-- Exercise brief --
Every record that follows must be returned word for word.

####

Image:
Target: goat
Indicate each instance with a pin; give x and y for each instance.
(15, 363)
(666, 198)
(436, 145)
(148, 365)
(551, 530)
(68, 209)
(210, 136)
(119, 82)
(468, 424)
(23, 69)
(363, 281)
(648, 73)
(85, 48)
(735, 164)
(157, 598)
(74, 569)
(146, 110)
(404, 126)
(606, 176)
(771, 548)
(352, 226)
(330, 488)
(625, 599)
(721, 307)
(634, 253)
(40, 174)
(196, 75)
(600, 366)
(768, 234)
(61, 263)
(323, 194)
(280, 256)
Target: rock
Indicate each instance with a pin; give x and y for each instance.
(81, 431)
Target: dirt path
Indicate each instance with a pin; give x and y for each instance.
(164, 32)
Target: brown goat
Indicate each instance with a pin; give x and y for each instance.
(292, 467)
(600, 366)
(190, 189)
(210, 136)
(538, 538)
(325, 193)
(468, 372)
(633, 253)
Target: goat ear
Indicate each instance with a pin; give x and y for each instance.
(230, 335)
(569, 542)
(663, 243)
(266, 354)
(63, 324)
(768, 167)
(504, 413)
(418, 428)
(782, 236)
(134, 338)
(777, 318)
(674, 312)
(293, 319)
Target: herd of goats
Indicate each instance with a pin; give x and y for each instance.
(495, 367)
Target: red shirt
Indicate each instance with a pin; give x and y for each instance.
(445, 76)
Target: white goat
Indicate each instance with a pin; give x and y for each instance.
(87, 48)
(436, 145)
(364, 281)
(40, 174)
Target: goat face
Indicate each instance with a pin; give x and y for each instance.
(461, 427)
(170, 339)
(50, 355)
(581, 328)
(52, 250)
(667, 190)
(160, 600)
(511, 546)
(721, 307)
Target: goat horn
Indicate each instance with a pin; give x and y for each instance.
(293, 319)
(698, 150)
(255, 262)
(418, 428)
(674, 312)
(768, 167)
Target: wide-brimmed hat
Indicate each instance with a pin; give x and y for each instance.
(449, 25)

####

-- Exercise result --
Image:
Target: goat
Indicate each instance with a pin; give x and y for each instance.
(15, 363)
(666, 198)
(436, 145)
(148, 365)
(551, 530)
(68, 209)
(210, 136)
(119, 82)
(468, 424)
(23, 69)
(363, 281)
(648, 73)
(85, 48)
(735, 164)
(157, 598)
(74, 569)
(146, 110)
(404, 126)
(606, 176)
(771, 548)
(352, 226)
(330, 488)
(625, 599)
(721, 307)
(634, 253)
(40, 174)
(196, 75)
(600, 366)
(768, 234)
(61, 263)
(323, 194)
(280, 256)
Target: rock
Indicate each instance with a pin; give x and y for each instance.
(81, 431)
Target: dirt path
Indicate each instance with a pin; give x and y for each instance.
(164, 32)
Target: brown goat
Indicate each instance with a pin; give x and y for each instance.
(292, 467)
(600, 366)
(190, 189)
(210, 136)
(538, 538)
(325, 193)
(468, 372)
(633, 253)
Target: goat ear
Indicate each instance with a pin; give x and y for each instance.
(230, 335)
(569, 542)
(663, 243)
(266, 354)
(63, 324)
(768, 167)
(504, 413)
(418, 428)
(782, 236)
(134, 338)
(777, 318)
(674, 312)
(293, 319)
Target: herd of goats
Indicate each instance with a pin; give x and y for each instance.
(495, 367)
Target: red shirt
Indicate each instance with a pin; give x and y for each instance.
(445, 76)
Target: white goat
Indicate each instance with a pin; give x and y for each instance.
(87, 48)
(436, 145)
(364, 281)
(40, 174)
Target: goat face
Indicate each instance with a pin; give x and y for each instance.
(461, 427)
(170, 339)
(50, 355)
(581, 328)
(52, 250)
(667, 190)
(160, 600)
(511, 546)
(721, 307)
Target: goat horn
Indicate each instance with a pin; give x and y for each instance.
(293, 319)
(698, 150)
(255, 262)
(418, 428)
(674, 312)
(768, 167)
Target: wide-brimmed hat
Indicate each instance with a pin; give x and y for each instance.
(449, 25)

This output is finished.